##### PASSAGE TO READ #####
Capitol Alert

California Republican lawmakers want more for dental care program

In 2011, a dentist talks with a patient during an exam at the Effort's Oak Park dental clinic, where a vast majority of kids they see are on Denti-Cal. Legislative Republicans have asked Gov. Jerry Brown to propose $200 million additional money to increase Denti-Cal reimbursement rates.
In 2011, a dentist talks with a patient during an exam at the Effort's Oak Park dental clinic, where a vast majority of kids they see are on Denti-Cal. Legislative Republicans have asked Gov. Jerry Brown to propose $200 million additional money to increase Denti-Cal reimbursement rates. lsterling@sacbee.com

Republican legislative leaders want Gov. Jerry Brown to include $200 million in additional money for low-income dental services in the revised budget proposal he releases next week, saying the increase would help improve a program criticized as a “vicious circle of dysfunction” in a recent report.
#####
SET OF TASKS
A) According to the dental care article, how much additional money do Republican legislative leaders want Gov. Jerry Brown to include in his revised budget proposal?
B) Using the dental care article, explain why the Republican leaders are asking for the extra funding.
C) Go on with the dental care article from its last sentence.
##### LISTED RECORDS #####
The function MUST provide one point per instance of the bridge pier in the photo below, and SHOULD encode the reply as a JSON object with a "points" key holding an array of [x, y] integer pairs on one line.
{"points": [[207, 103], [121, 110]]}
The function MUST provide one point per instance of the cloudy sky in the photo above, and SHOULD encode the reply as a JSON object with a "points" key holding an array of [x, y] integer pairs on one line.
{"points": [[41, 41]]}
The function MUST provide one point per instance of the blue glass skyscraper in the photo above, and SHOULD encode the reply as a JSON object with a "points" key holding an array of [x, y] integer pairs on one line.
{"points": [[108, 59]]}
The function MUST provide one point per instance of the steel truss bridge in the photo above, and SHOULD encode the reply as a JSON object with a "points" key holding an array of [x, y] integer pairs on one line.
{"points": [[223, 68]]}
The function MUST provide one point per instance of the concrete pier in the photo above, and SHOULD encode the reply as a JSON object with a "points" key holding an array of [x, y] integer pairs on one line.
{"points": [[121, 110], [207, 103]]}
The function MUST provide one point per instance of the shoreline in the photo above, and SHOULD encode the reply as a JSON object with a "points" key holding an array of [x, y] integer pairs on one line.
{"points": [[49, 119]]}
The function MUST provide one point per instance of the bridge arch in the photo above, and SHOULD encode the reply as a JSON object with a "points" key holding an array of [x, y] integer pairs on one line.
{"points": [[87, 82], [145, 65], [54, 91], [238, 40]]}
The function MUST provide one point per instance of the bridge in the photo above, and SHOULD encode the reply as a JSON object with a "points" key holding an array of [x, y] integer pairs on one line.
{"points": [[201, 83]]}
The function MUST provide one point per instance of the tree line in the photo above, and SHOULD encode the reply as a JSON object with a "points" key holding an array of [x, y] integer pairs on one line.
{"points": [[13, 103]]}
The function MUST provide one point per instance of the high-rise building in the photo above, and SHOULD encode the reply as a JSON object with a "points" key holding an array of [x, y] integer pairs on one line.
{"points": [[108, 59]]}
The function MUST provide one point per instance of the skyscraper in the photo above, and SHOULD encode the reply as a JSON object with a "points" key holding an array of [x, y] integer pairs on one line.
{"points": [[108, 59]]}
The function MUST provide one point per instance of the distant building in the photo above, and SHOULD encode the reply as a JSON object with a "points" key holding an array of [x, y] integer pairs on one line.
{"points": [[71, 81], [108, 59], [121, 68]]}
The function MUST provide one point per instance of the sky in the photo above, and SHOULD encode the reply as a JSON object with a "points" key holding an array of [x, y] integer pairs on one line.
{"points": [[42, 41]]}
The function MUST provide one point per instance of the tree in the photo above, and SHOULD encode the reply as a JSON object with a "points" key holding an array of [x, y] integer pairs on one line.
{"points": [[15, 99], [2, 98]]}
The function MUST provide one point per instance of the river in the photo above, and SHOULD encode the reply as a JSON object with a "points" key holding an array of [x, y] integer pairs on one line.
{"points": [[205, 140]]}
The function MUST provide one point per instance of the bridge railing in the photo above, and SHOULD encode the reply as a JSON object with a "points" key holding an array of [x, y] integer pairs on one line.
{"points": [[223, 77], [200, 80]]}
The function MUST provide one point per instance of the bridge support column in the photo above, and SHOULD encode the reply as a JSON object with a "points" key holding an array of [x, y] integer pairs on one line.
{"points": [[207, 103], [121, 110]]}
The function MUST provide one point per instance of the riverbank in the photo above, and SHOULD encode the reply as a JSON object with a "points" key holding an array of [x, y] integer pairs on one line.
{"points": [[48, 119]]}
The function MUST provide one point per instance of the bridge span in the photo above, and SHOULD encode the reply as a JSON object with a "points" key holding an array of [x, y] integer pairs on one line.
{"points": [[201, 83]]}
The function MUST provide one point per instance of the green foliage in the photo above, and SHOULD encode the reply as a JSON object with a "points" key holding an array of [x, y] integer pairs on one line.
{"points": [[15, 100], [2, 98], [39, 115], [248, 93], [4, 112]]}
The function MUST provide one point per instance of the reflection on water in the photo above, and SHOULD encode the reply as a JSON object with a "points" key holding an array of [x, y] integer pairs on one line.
#####
LIST OF ANSWERS
A) They want $200 million in additional money for low-income dental services.

B) They say the increase would help improve a program that a recent report criticized as a "vicious circle of dysfunction." The money would go toward raising Denti-Cal reimbursement rates.

C)
Thursday’s letter to Brown from Assembly Minority Leader Chad Mayes, R-Yucca Valley, and Senate Minority Leader Jean Fuller, R-Bakersfield, cited an April report by the Little Hoover Commission that called the state’s Denti-Cal program a “bureaucratic backwater” that provides inadequate care to the 13 million Californians eligible for it.

The letter also noted a December 2014 state audit’s conclusion that more than half of the 5.1 million low-income children enrolled in Denti-Cal never received services and that some counties lack enough dentists willing to take Denti-Cal payments.

While Democratic lawmakers propose expanding state-funded child care programs and directing more money to increase the supply of affordable housing, “the shameful dysfunction of our existing Denti-Cal program continues to be ignored,” Fuller and Mayes wrote.

5.1 million Estimated number of children enrolled in the state’s low-income dental program

“We have children with rotting teeth, parents who don’t understand basic preventative care, and counties without any dentists who accept Denti-Cal,” they said. “The Legislature and administration must ensure that existing programs are operating efficiently and effectively before making new promises and spending commitments.”

Republicans also are pursuing the money outside of the budget process. Assembly Bill 1051, a newly amended measure by Assemblyman Brian Maienschein, R-San Diego, would allocate $200 million to Denti-Cal.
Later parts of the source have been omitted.